United States District Court, W.D. Michigan, Southern Division

June 29, 2018

Charles Edkins, Plaintiff,
Commissioner of Social Security, Defendant.


          Honorable Phillip J. Green Judge

         This was a social security action brought under 42 U.S.C. § 405(g) seeking judicial review of a final decision of the Commissioner of Social Security denying plaintiff's claims for Disability Insurance Benefits (DIB). On November 8, 2016, this Court entered a judgment reversing the Commissioner's decision and remanding this matter to the Commissioner under sentence four of 42 U.S.C. § 405(g) for further administrative proceedings. (ECF No. 19). On January 6, 2017, plaintiff filed a stipulation for attorney's fees under the Equal Access to Justice Act (EAJA), 28 U.S.C. § 2412. (ECF No. 21). Plaintiff obtained a subsequent award of benefits. (ECF No. 23).

         Attorney Thomas A. Geelhoed continued to represent plaintiff during administrative proceedings after this case closed in 2016. The matter is now before this Court on a motion by Attorney Geelhoed for attorney's fees pursuant to 42 U.S.C. § 406(b), payable from the award of past-due benefits. (ECF No. 24). Defendant has not filed a response. For the reasons stated herein, plaintiff's attorney's motion will be granted.


         Plaintiff received a Notice of Award indicating that he is owed past-due benefits. He received payment of $31, 228.29 in past-due benefits. (ECF No. 24, PageID.635) The Social Security Administration withheld a total of $11, 069.75 to cover potential awards of attorney's fees. (ECF No. 24-1, PageID.641). Plaintiff was awarded $3, 640.00 to pay an authorized attorney fee under the Equal Access to Justice Act (EAJA). (ECF No. 23).

         Plaintiff's attorney, Thomas A. Geelhoed, spent a total of 20.8 hours representing plaintiff in this lawsuit. (ECF No. 24, PageID.638, 644-45).

Image segmentation entries:
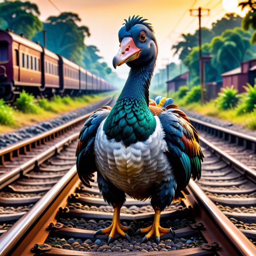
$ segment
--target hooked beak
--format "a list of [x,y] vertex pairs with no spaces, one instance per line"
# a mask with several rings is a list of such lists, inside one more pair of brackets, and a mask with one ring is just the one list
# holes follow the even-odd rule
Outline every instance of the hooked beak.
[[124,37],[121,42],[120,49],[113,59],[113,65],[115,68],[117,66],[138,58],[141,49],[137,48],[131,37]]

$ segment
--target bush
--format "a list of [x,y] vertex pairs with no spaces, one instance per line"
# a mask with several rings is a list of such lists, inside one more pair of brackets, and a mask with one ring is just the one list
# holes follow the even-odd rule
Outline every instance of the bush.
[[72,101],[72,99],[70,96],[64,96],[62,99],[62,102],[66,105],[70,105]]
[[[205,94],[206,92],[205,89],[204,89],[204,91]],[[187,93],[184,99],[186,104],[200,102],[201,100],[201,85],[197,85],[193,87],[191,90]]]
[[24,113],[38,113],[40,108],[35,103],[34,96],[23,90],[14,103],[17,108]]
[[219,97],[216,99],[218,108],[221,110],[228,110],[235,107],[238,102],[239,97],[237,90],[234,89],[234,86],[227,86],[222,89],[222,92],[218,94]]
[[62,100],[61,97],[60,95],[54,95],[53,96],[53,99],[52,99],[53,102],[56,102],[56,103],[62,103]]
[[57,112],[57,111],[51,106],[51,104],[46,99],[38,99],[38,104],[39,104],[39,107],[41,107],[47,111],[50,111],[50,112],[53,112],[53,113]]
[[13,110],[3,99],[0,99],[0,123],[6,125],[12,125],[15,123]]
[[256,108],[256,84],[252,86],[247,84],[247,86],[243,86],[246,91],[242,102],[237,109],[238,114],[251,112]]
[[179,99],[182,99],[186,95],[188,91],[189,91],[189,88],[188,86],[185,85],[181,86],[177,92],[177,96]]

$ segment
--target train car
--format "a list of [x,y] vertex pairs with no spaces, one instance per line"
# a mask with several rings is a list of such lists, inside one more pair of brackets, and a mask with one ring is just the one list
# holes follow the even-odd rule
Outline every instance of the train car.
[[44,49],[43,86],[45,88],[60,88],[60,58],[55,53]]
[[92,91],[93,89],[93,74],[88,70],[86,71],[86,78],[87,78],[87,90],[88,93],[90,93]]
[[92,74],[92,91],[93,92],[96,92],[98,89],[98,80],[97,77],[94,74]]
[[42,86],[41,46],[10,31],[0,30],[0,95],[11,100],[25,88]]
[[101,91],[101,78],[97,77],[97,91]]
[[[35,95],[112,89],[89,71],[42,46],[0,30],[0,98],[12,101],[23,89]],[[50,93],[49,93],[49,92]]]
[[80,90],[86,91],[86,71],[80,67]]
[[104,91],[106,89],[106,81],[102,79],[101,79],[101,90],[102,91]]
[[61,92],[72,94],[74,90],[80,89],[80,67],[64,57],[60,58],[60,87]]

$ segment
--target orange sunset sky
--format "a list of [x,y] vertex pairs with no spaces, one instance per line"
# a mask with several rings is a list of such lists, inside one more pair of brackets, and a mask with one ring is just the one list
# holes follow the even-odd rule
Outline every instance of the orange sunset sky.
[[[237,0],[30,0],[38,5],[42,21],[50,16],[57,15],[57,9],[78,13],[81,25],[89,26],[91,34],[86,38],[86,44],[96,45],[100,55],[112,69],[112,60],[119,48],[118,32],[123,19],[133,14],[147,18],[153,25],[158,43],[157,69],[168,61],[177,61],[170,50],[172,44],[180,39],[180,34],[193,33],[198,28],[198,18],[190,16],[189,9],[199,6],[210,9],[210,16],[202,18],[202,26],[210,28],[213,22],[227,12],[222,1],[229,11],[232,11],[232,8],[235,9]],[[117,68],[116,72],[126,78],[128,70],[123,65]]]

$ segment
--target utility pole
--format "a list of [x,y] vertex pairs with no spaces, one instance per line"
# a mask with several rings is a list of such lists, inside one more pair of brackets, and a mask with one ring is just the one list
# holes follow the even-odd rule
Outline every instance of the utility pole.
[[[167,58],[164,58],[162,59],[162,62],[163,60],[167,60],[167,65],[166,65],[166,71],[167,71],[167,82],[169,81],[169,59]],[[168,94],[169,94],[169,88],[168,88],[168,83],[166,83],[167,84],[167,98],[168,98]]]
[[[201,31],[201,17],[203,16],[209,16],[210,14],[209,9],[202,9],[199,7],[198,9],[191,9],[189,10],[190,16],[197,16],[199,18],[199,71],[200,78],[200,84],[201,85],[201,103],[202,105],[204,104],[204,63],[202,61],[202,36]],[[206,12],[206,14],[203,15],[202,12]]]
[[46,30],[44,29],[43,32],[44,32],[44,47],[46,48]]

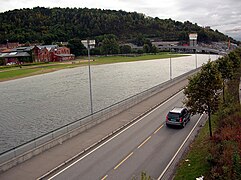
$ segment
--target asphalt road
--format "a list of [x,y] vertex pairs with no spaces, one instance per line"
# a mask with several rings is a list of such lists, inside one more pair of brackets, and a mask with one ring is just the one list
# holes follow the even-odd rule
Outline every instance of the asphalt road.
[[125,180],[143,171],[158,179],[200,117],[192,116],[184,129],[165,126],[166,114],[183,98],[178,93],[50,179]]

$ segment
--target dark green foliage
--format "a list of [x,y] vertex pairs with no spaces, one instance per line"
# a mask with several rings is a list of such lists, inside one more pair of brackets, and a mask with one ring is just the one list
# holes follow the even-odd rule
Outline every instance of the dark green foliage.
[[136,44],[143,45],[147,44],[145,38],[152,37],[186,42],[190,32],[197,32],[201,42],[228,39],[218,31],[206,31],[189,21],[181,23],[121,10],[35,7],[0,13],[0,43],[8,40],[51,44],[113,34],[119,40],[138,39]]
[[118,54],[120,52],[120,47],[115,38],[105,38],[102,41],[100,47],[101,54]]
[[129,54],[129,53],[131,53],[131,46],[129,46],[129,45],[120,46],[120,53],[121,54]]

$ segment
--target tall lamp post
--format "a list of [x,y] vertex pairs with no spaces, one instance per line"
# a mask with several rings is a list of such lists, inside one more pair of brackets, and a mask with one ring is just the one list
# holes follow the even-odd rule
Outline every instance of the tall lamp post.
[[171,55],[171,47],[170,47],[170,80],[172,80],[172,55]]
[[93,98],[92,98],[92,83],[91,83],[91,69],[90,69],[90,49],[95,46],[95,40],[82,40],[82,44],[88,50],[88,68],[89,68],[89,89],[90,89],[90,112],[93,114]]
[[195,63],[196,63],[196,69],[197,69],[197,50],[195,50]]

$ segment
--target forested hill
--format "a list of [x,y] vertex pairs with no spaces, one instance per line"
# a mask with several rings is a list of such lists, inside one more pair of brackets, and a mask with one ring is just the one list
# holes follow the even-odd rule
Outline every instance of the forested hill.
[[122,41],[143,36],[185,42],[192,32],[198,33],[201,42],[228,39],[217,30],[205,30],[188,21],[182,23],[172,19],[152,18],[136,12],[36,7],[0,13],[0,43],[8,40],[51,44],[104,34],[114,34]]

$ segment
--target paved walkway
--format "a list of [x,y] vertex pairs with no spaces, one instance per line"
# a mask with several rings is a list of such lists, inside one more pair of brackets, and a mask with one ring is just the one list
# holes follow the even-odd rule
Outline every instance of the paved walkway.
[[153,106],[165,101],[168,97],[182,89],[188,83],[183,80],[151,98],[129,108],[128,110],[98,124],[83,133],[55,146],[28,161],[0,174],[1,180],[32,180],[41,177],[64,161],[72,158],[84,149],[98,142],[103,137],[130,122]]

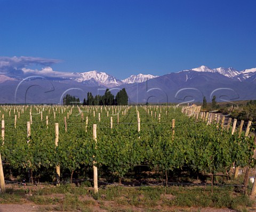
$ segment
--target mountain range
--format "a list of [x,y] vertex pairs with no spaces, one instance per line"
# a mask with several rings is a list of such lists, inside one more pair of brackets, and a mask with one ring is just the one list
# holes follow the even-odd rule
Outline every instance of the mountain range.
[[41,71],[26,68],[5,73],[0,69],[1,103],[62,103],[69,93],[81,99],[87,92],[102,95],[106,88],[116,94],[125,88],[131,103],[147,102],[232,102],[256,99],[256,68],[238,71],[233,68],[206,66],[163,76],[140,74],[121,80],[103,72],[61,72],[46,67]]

■ **Prompt**
In the court opinion above, transcribe everything between "Plaintiff received a" and "24, PageID.638, 644-45).", inclusive.

■ **Answer to this problem**
Plaintiff received a Notice of Award indicating that he is owed past-due benefits. He received payment of $31, 228.29 in past-due benefits. (ECF No. 24, PageID.635) The Social Security Administration withheld a total of $11, 069.75 to cover potential awards of attorney's fees. (ECF No. 24-1, PageID.641). Plaintiff was awarded $3, 640.00 to pay an authorized attorney fee under the Equal Access to Justice Act (EAJA). (ECF No. 23).

         Plaintiff's attorney, Thomas A. Geelhoed, spent a total of 20.8 hours representing plaintiff in this lawsuit. (ECF No. 24, PageID.638, 644-45).